- _Source document_

╔══

How a provincial State of Emergency makes a difference

How a provincial State of Emergency makes a difference

VICTORIA (July 8, 2021) – Amidst growing calls for a provincial State of Emergency with over 200 wildfires currently raging throughout the province, the NDP government has refused to make the declaration.

Not knowing when the wildfires will get even worse, a State of Emergency (SOE) helps heighten public awareness and provides additional tools to be better prepared. Here’s how a SOE can make a real difference in the lives of British Columbians facing wildfire dangers and those emergency responders doing their best to fight the flames and protect the public:

  • Once a SOE has been declared, the Minister of Public Safety can implement all procedures necessary to prevent, respond to, or alleviate the effects of an emergency or a disaster. This includes, among other things, the ability to:
    • Provide for the distribution of essential supplies and provide, maintain, and coordinate emergency medical, welfare, and other essential services;
    • Authorize the entry into any building or on any land, without warrant, by any person in the course of implementing an emergency plan or response program;
    • Conscript individuals to render assistance within their qualifications;
    • Control or prohibit travel to and from any area of B.C.;
    • Evacuate livestock for their safety and make arrangements for the adequate care and protection of those animals;
    • Procure and fix prices for food, clothing, fuel, equipment, medical supplies, or other essential supplies, and;
    • Procure the use of any property, services, resources, or equipment within any part of British Columbia for the duration of the State of Emergency.

╚══

- _Raw data_
╔══

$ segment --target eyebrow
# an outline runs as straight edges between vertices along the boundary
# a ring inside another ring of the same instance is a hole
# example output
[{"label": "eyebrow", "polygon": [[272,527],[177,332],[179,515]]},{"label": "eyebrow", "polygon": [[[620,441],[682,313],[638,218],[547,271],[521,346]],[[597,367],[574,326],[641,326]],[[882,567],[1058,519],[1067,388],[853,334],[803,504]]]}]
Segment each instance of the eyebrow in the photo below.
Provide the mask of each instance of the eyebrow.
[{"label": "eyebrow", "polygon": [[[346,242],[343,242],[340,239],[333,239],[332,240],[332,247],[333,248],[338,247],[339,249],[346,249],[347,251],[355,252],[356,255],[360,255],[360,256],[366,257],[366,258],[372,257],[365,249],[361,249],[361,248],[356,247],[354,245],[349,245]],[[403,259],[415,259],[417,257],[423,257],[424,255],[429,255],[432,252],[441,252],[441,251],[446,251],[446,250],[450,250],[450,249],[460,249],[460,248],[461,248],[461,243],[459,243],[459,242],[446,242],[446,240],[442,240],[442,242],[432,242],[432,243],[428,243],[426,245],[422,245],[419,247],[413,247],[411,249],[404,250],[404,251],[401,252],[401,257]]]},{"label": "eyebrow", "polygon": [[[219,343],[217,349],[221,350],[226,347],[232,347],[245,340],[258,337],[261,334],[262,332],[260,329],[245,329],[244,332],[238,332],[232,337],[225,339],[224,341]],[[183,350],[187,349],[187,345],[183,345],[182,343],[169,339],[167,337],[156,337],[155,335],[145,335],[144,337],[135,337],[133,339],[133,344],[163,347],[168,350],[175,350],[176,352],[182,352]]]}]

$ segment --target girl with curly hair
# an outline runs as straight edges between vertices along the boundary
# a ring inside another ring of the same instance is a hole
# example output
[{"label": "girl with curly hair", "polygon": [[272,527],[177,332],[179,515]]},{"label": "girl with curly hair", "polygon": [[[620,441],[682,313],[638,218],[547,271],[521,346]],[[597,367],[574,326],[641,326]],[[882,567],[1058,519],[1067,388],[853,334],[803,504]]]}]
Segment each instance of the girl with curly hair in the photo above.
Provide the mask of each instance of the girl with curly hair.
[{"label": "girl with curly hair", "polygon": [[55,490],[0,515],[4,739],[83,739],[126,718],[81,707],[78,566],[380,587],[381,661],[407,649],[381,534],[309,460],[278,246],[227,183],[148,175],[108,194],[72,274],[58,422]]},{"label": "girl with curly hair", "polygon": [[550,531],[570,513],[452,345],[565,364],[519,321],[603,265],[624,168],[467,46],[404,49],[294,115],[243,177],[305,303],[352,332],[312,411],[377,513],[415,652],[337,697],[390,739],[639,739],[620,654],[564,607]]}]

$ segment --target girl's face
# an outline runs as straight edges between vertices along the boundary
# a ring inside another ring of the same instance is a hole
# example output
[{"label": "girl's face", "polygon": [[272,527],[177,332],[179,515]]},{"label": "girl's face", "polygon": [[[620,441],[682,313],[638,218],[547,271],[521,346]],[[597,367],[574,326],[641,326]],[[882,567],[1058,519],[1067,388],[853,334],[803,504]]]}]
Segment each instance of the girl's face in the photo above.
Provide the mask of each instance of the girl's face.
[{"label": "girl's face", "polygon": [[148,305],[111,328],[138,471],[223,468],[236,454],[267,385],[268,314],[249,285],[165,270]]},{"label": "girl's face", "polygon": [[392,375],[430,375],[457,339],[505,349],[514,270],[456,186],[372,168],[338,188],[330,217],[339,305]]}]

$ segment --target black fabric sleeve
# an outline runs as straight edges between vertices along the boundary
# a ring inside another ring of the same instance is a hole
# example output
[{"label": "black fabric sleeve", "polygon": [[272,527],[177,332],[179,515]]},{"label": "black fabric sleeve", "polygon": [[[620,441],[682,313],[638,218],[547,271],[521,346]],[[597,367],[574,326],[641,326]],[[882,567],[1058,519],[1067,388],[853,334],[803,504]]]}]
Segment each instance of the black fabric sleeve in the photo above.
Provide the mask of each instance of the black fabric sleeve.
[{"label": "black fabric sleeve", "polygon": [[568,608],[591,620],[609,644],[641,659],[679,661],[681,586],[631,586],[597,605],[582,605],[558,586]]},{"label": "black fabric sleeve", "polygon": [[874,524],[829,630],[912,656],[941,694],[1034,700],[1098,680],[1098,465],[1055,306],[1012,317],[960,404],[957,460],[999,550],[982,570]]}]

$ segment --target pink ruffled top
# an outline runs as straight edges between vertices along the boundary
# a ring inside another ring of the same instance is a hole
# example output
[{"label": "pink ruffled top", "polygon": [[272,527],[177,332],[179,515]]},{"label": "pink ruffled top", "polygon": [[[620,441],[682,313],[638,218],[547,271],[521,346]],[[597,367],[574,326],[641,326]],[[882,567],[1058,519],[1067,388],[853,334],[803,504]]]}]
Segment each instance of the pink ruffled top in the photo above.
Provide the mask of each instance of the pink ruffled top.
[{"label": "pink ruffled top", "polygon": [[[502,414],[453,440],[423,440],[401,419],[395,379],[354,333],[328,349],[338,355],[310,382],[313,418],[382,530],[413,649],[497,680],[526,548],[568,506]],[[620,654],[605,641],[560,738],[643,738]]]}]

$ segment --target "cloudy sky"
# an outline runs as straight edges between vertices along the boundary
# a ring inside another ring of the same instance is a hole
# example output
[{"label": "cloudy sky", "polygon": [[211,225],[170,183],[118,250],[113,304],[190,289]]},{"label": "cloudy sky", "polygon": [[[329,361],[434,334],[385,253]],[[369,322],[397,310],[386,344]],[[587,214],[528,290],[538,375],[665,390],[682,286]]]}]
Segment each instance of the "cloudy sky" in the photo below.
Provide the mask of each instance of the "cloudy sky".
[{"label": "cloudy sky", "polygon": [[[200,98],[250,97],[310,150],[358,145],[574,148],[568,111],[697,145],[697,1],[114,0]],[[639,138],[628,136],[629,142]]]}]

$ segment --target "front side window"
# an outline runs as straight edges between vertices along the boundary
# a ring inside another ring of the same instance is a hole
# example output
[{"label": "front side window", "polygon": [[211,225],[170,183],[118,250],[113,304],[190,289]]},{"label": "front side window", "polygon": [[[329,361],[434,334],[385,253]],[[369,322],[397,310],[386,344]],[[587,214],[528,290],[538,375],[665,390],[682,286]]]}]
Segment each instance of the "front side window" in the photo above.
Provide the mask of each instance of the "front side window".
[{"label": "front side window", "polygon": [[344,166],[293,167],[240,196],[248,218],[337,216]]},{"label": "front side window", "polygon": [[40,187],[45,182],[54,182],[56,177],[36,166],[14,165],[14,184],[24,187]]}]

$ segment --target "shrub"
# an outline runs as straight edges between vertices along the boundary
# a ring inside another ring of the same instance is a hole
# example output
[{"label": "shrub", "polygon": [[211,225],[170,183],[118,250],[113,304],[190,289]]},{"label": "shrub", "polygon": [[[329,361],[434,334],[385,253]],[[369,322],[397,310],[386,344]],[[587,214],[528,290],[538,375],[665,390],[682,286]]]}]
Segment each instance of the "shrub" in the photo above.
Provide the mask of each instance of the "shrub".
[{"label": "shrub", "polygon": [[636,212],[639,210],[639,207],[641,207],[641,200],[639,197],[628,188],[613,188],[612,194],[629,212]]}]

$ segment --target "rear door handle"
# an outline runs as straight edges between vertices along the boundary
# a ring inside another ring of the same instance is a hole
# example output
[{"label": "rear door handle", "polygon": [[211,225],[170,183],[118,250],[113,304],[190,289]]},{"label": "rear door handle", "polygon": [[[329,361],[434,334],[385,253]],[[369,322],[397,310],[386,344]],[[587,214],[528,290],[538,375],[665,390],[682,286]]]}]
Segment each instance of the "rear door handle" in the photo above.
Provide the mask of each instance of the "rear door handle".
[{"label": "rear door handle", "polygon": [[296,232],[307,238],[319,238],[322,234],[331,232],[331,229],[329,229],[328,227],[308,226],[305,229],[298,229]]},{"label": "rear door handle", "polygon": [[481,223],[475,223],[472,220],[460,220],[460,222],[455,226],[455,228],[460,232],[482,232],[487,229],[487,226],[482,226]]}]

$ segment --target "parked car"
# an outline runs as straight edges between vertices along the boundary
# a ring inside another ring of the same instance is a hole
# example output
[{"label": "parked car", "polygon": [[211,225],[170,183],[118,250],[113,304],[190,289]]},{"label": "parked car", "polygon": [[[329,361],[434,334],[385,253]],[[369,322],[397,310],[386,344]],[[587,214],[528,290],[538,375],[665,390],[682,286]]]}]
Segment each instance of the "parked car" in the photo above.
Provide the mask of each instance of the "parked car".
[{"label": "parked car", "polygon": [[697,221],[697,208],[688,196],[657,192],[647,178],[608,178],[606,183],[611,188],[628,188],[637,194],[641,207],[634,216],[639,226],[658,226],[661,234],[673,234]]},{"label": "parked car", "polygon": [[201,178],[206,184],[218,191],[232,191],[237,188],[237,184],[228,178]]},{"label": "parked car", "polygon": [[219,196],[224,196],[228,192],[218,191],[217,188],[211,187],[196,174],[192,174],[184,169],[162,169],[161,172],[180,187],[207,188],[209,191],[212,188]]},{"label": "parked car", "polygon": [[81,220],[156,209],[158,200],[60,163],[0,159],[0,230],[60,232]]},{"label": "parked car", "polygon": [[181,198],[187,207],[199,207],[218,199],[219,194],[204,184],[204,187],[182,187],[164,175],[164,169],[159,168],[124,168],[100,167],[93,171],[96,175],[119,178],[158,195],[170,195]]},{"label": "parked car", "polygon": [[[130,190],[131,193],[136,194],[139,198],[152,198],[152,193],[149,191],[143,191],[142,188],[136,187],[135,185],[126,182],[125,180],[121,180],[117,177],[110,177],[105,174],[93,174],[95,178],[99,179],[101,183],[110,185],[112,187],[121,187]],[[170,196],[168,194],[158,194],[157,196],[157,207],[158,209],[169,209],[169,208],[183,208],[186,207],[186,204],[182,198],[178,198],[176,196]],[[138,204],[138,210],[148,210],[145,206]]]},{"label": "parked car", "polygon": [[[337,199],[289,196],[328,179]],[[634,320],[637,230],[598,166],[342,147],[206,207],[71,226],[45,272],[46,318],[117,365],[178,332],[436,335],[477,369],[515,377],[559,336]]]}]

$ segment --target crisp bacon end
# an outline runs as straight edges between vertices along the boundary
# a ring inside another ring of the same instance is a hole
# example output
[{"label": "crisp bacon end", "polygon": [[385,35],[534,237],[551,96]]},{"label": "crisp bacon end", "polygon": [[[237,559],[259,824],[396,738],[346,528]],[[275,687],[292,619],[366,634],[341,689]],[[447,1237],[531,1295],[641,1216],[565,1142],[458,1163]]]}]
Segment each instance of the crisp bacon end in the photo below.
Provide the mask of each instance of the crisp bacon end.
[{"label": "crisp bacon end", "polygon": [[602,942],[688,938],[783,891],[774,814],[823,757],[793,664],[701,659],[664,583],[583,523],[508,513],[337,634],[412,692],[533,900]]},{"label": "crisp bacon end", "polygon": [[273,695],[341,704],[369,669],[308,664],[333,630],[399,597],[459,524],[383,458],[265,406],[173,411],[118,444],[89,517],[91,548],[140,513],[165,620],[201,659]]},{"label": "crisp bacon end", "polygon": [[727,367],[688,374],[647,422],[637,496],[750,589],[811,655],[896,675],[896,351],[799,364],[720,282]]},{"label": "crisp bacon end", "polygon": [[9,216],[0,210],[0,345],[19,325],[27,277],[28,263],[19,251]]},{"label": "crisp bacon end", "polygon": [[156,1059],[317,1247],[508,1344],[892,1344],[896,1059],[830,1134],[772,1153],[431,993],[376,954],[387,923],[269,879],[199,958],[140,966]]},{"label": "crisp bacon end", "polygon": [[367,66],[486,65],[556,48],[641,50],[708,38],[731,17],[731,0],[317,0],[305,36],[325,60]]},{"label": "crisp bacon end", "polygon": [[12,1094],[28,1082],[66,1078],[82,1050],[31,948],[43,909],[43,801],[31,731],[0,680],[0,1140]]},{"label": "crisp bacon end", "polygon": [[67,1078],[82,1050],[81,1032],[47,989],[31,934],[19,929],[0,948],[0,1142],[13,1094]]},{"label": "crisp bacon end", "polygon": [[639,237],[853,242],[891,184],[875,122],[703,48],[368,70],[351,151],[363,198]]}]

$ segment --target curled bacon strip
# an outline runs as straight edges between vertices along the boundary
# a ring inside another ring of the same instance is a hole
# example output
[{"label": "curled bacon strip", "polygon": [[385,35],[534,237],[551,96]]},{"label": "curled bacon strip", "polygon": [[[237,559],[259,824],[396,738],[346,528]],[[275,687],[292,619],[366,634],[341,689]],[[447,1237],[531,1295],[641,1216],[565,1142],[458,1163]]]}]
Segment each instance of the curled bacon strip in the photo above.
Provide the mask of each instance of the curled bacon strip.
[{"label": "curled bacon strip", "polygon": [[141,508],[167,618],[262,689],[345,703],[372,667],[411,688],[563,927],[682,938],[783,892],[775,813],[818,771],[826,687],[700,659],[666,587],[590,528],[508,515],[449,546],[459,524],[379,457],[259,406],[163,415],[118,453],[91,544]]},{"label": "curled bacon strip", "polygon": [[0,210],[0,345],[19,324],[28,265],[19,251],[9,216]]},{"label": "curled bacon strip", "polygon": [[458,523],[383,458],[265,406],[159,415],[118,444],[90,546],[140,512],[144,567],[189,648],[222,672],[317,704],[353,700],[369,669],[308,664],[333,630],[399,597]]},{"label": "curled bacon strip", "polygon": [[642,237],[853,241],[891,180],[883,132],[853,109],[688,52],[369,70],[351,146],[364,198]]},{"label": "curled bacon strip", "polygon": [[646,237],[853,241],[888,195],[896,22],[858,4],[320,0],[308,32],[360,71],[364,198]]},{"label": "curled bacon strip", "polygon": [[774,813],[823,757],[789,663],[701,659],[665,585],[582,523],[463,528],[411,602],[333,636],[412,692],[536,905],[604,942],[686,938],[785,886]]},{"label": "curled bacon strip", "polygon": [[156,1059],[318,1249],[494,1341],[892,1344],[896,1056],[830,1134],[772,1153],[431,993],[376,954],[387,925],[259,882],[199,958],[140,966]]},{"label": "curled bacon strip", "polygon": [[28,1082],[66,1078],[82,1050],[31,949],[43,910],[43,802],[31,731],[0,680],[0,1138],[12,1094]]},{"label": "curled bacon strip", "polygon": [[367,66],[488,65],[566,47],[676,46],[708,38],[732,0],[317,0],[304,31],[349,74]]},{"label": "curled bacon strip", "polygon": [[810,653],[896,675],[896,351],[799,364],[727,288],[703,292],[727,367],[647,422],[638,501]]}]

╚══

- _Set of tasks_
(1) Check each statement below against the State of Emergency text and answer yes or no, quoting the words of the text that decide it.
(a) The NDP government has declared a provincial State of Emergency.
(b) More than 200 wildfires are burning in the province.
(c) Under a State of Emergency, entry into a building in the course of an emergency response requires a warrant.
(2) List every ability of the Minister of Public Safety that the State of Emergency text gives after the words "This includes, among other things, the ability to:".
(3) Write the next part of the State of Emergency text, beginning after its final line.

- _Answer section_
(1)
(a) No: "the NDP government has refused to make the declaration."
(b) Yes: "with over 200 wildfires currently raging throughout the province"
(c) No: "Authorize the entry into any building or on any land, without warrant"

(2)
1. Provide for the distribution of essential supplies and provide, maintain, and coordinate emergency medical, welfare, and other essential services
2. Authorize the entry into any building or on any land, without warrant, by any person in the course of implementing an emergency plan or response program
3. Conscript individuals to render assistance within their qualifications
4. Control or prohibit travel to and from any area of B.C.
5. Evacuate livestock for their safety and make arrangements for the adequate care and protection of those animals
6. Procure and fix prices for food, clothing, fuel, equipment, medical supplies, or other essential supplies
7. Procure the use of any property, services, resources, or equipment within any part of British Columbia for the duration of the State of Emergency

(3)
  • In addition, Cabinet has powers during a SOE that include the ability to establish limits on, or exceptions to, existing legislation.
  • A person who contravenes the Emergency Program Act or “interferes with or obstructs any person in the exercise of any power or the performance of any duty conferred or imposed under this Act”, may be fined up to $10,000, imprisoned for up to one year, or both.
  • There have been four wildfire-related States of Emergency declared in B.C.: 2018, 2017, 2003, and 1996.

“B.C. has incredibly professional emergency workers, and those on the frontlines need a provincial government that responds quickly and effectively so that resources, staffing, and equipment, are never an issue when it comes to life-threatening situations,” said MLA Mike Morris. “As a former Minister of Public Safety and Solicitor General, I don’t understand John Horgan and the NDP’s reluctance to declare a State of Emergency, especially when they didn’t hesitate declaring one back in 2018. The time for action is now.”